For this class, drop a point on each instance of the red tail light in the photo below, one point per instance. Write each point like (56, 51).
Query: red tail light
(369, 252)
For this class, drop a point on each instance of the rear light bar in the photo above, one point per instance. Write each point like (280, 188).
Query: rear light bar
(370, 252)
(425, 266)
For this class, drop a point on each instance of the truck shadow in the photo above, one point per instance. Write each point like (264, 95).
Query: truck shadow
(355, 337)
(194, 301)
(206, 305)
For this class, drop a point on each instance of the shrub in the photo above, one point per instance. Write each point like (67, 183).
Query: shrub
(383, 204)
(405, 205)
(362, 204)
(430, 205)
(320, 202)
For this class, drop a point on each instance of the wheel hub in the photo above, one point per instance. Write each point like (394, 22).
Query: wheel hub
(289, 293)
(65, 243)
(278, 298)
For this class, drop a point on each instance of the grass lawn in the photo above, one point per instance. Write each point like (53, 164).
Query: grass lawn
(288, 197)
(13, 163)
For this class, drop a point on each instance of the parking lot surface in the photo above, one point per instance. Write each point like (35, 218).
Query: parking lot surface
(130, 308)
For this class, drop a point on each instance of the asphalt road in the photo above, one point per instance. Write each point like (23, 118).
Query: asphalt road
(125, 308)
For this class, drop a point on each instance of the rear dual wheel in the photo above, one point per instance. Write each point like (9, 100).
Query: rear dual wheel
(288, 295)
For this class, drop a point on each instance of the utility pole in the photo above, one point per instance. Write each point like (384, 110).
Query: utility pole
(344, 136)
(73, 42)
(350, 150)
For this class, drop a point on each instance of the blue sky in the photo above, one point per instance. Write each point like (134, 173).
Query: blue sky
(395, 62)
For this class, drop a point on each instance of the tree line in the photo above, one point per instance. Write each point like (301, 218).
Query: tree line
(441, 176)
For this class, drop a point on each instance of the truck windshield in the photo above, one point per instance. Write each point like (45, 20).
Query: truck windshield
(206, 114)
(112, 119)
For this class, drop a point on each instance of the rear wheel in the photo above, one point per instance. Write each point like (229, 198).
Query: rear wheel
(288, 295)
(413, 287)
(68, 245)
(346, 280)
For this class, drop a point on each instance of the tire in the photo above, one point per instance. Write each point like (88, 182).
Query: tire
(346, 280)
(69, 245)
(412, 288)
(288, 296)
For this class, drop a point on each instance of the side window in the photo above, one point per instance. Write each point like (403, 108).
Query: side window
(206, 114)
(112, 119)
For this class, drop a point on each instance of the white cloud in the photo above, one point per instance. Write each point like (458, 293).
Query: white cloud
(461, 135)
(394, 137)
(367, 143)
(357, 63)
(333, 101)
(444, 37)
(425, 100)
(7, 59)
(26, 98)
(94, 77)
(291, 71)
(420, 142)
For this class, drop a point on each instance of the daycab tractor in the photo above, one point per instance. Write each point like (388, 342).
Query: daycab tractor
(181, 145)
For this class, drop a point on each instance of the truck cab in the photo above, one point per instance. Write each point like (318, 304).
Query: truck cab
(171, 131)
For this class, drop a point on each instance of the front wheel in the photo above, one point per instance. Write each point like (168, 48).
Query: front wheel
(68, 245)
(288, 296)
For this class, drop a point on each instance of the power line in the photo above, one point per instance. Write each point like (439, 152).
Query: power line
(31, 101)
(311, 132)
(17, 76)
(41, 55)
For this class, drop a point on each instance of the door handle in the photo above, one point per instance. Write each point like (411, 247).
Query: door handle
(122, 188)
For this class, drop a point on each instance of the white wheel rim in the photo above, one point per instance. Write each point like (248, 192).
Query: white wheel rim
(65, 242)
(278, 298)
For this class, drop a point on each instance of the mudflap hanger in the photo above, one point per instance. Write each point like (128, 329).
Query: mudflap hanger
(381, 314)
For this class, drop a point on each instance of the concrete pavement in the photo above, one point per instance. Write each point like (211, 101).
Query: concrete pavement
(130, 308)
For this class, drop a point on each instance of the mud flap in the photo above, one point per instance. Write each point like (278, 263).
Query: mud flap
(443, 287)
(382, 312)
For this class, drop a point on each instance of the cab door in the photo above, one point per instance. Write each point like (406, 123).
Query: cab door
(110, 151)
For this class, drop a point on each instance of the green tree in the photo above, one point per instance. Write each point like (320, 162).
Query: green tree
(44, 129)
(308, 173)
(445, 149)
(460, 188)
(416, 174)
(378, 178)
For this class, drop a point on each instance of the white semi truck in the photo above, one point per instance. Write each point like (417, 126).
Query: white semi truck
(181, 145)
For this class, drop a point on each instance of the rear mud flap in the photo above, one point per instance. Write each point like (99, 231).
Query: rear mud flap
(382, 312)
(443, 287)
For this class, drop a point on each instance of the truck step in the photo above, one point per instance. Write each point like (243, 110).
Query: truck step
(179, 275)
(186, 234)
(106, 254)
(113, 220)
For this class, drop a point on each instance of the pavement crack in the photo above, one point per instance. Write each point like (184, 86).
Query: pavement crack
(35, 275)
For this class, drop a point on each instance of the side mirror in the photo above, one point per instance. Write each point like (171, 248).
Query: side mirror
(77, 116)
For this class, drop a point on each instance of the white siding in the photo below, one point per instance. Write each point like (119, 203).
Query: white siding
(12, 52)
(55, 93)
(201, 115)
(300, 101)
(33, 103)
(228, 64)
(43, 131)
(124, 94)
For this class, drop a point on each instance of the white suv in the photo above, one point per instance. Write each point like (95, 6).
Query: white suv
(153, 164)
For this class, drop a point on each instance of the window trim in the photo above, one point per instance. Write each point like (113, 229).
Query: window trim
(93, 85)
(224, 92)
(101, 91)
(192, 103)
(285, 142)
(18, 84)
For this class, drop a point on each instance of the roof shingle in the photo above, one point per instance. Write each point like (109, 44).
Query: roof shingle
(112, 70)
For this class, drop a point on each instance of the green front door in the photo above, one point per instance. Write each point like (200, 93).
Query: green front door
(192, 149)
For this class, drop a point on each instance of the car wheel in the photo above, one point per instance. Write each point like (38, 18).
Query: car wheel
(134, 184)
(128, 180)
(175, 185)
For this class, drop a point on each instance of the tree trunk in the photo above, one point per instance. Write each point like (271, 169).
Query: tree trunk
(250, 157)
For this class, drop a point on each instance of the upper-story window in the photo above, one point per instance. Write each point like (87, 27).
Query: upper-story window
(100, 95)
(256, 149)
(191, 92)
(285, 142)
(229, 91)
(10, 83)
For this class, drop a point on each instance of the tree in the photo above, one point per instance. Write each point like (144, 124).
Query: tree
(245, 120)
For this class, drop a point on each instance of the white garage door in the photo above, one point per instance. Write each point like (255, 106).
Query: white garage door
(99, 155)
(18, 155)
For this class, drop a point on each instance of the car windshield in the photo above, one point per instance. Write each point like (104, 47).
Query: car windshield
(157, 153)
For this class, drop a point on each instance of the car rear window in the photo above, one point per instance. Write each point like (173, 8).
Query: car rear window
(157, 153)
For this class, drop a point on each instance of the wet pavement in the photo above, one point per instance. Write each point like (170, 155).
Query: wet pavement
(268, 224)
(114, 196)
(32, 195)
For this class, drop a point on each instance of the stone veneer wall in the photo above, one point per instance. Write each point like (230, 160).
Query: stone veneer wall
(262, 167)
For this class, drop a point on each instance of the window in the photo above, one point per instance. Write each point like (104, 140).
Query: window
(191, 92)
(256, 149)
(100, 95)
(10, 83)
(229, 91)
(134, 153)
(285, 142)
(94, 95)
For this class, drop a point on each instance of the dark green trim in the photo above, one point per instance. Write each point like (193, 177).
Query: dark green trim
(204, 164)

▸ **TASK INSTRUCTIONS**: Go through the records above and write each one out again exactly.

▸ **ANSWER FOR THIS EXERCISE**:
For this class, drop a point on each instance of the red tail light in the photo below, one point per instance. Write each point like (56, 51).
Query: red tail light
(369, 252)
For this class, drop a point on each instance of the rear light bar in the photo above, one point per instance. Write each point like (280, 188).
Query: rear light bar
(370, 252)
(425, 266)
For this class, drop a point on each instance of the truck shadow in the photo above, one point per instance. Write each point like (264, 95).
Query: truck shadow
(355, 337)
(194, 301)
(206, 305)
For this class, drop a point on each instance of the shrub in the photo above, one point per instance. Write each point like (67, 183).
Query: shrub
(383, 204)
(405, 205)
(362, 204)
(430, 205)
(320, 202)
For this class, drop a point on each instance of the wheel hub in the photo above, one point per instance. Write each point like (394, 22).
Query: wheel hub
(289, 293)
(65, 243)
(278, 298)
For this class, drop a point on each instance of the grass lawn in the photo above, one point per instance. Write each point like (53, 164).
Query: grass lawn
(288, 197)
(13, 163)
For this class, drop a point on each instance of the parking lot surface in the photo above, one point per instance. Write each point like (35, 218).
Query: parking lot surface
(130, 308)
For this class, drop a point on each instance of the asphalt road in the photo above, one point per instance. Write each point like (23, 118).
Query: asphalt road
(125, 308)
For this class, drop a point on each instance of the rear dual wheel in the photo above, one point per instance. Write each point like (9, 100).
Query: rear dual wheel
(288, 295)
For this class, drop a point on each instance of the utility pole in the photo above, one point per instance. Write each point like (384, 110).
Query: utility pole
(344, 136)
(73, 42)
(350, 150)
For this class, drop a point on each instance of the blue sky in the photo above, one point per instance. Write each point like (134, 173).
Query: blue sky
(395, 62)
For this class, drop a point on each instance of the tree line in the photo above, one point per instance. Write each point like (301, 218).
Query: tree line
(441, 176)
For this class, drop a point on each instance of the truck windshield in the photo above, one point per instance. Write each point like (45, 20).
Query: truck windshield
(206, 114)
(112, 119)
For this class, drop a point on each instance of the rear wheel in the photo above, one point per instance. Write each point like (229, 198).
Query: rear wheel
(288, 295)
(413, 287)
(68, 245)
(346, 280)
For this class, drop a point on each instance of the tire in the photo above, one point per instance. Write each point like (88, 182).
Query: tire
(346, 280)
(69, 245)
(412, 288)
(288, 296)
For this class, drop a point on each instance of the side window in the photo above, one point per instance. Write each point like (403, 108).
Query: side window
(206, 114)
(112, 119)
For this class, drop a point on each instance of the white cloud in the photo above, one point per instance. Write each point like (458, 293).
Query: white cloud
(461, 135)
(394, 137)
(367, 143)
(357, 63)
(333, 101)
(444, 37)
(425, 100)
(7, 59)
(26, 98)
(94, 77)
(291, 71)
(420, 142)
For this class, drop a point on each instance of the daycab tractor in the photo above, one point per instance. Write each point like (388, 342).
Query: daycab tractor
(181, 145)
For this class, drop a point on each instance of the truck cab in the photo above, one point per instance. Write each point like (318, 304).
Query: truck cab
(171, 131)
For this class, drop a point on each instance of the front wheel in the photo above, one point per instance. Write each point like (168, 48).
Query: front wheel
(68, 245)
(288, 296)
For this class, drop a point on each instance of the power line in the photo above, one point per instance. Write each point like (439, 152).
Query: power line
(31, 101)
(311, 132)
(17, 76)
(41, 55)
For this class, drop a point on each instance of the door handle in the photo above, one point per instance. Write each point like (411, 247).
Query: door handle
(122, 188)
For this class, drop a point on each instance of the white wheel rim in the photo above, one point per instance. Write each point like (248, 192).
Query: white wheel rim
(65, 242)
(278, 298)
For this class, drop a point on each instance of the mudflap hanger in the photo above, one point per instance. Write each point like (128, 329).
Query: mudflap hanger
(381, 314)
For this class, drop a point on each instance of the concrete pavement in the photo above, one point per instance. Write each point like (211, 101).
Query: concrete pavement
(130, 308)
For this class, drop a point on each instance of the mud flap in the photo above, one point per instance. Write each point like (278, 263).
Query: mud flap
(443, 287)
(382, 312)
For this class, drop a point on each instance of the cab door in the photo above, one point per instance. Write each point like (406, 123).
Query: cab door
(110, 151)
For this class, drop a point on each instance of the green tree in the photo above, one point per instance. Write each point like (320, 162).
Query: green tree
(44, 129)
(308, 173)
(445, 149)
(460, 188)
(416, 174)
(378, 178)
For this class, drop a point on each instance of the white semi truck in the photo above, one point per instance. Write each point like (417, 126).
Query: white semi truck
(181, 145)
For this class, drop a point on each instance of the rear mud flap in the photo above, one point per instance. Write each point like (99, 231).
Query: rear mud flap
(382, 312)
(443, 287)
For this class, drop a point on each instance of the truck step in the photo above, one point per instance. Write each point like (243, 110).
Query: truck step
(179, 275)
(186, 234)
(106, 254)
(113, 220)
For this class, drop a point on each instance of the pavement crack in the photo above, one point per instance. Write each point like (184, 86).
Query: pavement crack
(35, 275)
For this class, drop a point on each instance of the side mirror in the photo above, one point per instance. Write each point like (171, 248).
Query: side mirror
(77, 116)
For this class, drop a point on each instance of the white siding in the photo below, one point per instance. Write each point like (119, 203).
Query: white siding
(12, 52)
(55, 93)
(201, 115)
(300, 101)
(33, 103)
(228, 64)
(43, 131)
(124, 94)
For this class, drop a point on each instance of the white suv in the photo above, one point per instance. Write each point like (95, 6).
Query: white suv
(153, 164)
For this class, drop a point on each instance of the window trim in the photo above, one point per instance. Write each point like (113, 229).
Query: window trim
(93, 85)
(224, 92)
(101, 91)
(192, 103)
(285, 142)
(18, 84)
For this class, drop a point on each instance of the roof shingle in the photo above, one point per instance. Write each point like (109, 44).
Query: roof shingle
(112, 70)
For this class, drop a point on each instance of the green front door in the photo above, one point per instance. Write each point like (200, 93).
Query: green front door
(192, 149)
For this class, drop a point on each instance of the car wheel in the photo above, one point per instance. Write each point like (38, 18).
Query: car wheel
(134, 184)
(128, 180)
(175, 185)
For this class, drop a point on each instance of the tree trunk in the photo above, one point per instance. Write each point like (271, 169).
Query: tree trunk
(250, 157)
For this class, drop a point on each instance of the upper-story window in the photo above, one point per instance. Write each point like (87, 27).
Query: upper-story window
(100, 95)
(256, 149)
(191, 92)
(285, 142)
(229, 91)
(10, 83)
For this class, drop a point on each instance of the tree in the photo above, one point per instance. Write each point like (144, 124).
Query: tree
(245, 120)
For this class, drop a point on each instance of the white garage door in the photo above, one point per instance. Write each point like (255, 106).
Query: white garage door
(99, 155)
(18, 155)
For this class, drop a point on each instance of the car windshield in the photo above, one point per instance. Write each point like (104, 47).
Query: car windshield
(157, 153)
For this class, drop a point on each instance of the car rear window in the photo above, one point per instance. Write each point like (173, 8).
Query: car rear window
(157, 153)
For this class, drop a point on each instance of the wet pavement in the photo above, one point per instance. Write each point like (170, 155).
Query: wet pavement
(268, 224)
(114, 196)
(32, 195)
For this class, drop a point on each instance of the stone veneer wall in the photo above, one point per instance. Write each point like (230, 160).
Query: stone veneer wall
(262, 167)
For this class, drop a point on each instance of the window in the photo above, one point per instance. Write each point like (104, 140).
Query: window
(191, 92)
(256, 149)
(100, 95)
(10, 83)
(229, 91)
(134, 153)
(285, 142)
(94, 95)
For this class, drop a point on each instance of the dark green trim in the photo above, one point per instance. Write each point like (193, 177).
Query: dark green trim
(204, 164)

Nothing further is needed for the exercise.